- **Exercise instructions**
The data that follows should be copied out exactly.

- **Records contained in a dataset**
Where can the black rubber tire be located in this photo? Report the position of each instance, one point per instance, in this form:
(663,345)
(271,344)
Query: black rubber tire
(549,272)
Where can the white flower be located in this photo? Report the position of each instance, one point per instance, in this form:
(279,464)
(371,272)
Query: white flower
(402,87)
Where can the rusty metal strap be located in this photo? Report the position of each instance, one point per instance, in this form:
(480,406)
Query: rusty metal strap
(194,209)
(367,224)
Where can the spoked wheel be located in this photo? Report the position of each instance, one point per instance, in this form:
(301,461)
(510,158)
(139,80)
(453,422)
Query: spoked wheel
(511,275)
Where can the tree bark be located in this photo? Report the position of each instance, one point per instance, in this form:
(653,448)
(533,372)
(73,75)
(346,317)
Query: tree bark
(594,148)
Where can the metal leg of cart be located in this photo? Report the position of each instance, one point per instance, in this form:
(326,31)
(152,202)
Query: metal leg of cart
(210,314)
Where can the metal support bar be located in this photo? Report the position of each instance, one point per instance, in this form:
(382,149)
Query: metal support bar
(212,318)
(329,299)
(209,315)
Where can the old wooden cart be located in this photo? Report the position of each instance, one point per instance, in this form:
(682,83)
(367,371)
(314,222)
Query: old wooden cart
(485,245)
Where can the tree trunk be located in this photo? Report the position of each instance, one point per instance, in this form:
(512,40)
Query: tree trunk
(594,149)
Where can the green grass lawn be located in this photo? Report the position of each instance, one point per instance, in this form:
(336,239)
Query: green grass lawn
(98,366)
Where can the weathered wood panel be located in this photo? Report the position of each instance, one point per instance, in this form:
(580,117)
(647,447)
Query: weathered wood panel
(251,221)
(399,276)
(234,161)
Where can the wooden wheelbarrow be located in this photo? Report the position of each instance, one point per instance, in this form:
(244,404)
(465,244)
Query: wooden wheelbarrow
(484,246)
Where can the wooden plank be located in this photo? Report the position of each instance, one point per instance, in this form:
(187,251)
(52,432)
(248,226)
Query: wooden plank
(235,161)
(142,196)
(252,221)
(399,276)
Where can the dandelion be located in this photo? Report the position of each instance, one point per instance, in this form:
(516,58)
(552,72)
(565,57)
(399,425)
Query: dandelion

- **Answer to this problem**
Where can the black rubber tire be located in this photo? Report the position of each instance, one point per instance, in this form:
(663,345)
(271,344)
Query: black rubber tire
(549,272)
Where can the white flower be located in this photo? Report the position of each instance, one point per instance, in this form:
(279,464)
(371,272)
Query: white flower
(402,87)
Where can the rusty metal strap be located in this photo? Report the position of each instance, one point per instance, in this form:
(480,406)
Query: rusty metal strap
(194,209)
(367,224)
Where can the spoked wheel be located in this photo? Report the position of each instance, one point per instance, in this form:
(301,461)
(510,158)
(139,80)
(453,422)
Query: spoked wheel
(511,275)
Where can the tree bark be located in this photo? Report the position of each instance, one point per instance, in this form:
(653,448)
(533,372)
(73,75)
(346,317)
Query: tree bark
(594,148)
Where can the metal leg of cart be located in this photo? Report the position of each instance, one point per instance, in this form:
(326,31)
(152,202)
Query: metal leg of cart
(210,314)
Where can the metal support bar be located in this photo? Report the position of each instance, one point per instance, in this form:
(382,149)
Query: metal support bar
(212,318)
(329,299)
(209,315)
Where can the old wooden cart be located in this photo? Report the position of each instance, one point per instance, in this form:
(682,83)
(367,371)
(314,222)
Query: old wooden cart
(485,245)
Where can the tree trunk be located in this photo? Report the position of each instance, one point per instance, in this form:
(512,40)
Query: tree trunk
(594,149)
Where can the green grass lawn be located in this photo? Report the position of each instance, one point per instance, in this form:
(336,239)
Query: green grass lawn
(98,366)
Where can the weathered wood panel be located in this photo? Report the position of each instance, one point per instance, in this form:
(580,117)
(647,447)
Query: weathered wood panel
(251,221)
(399,276)
(234,161)
Where can the wooden wheelbarrow be located in this photo? Report the position of each instance, one point per instance, in this form:
(244,404)
(465,244)
Query: wooden wheelbarrow
(484,246)
Where can the wooden plank be located in this photo? Report the position of each instance, one point per instance, in this form:
(187,251)
(52,432)
(248,226)
Query: wooden plank
(235,161)
(142,196)
(252,221)
(399,276)
Where can the dandelion be located in this photo? Report the position of each instance, one point per instance, in this form:
(516,58)
(552,72)
(565,57)
(399,425)
Query: dandelion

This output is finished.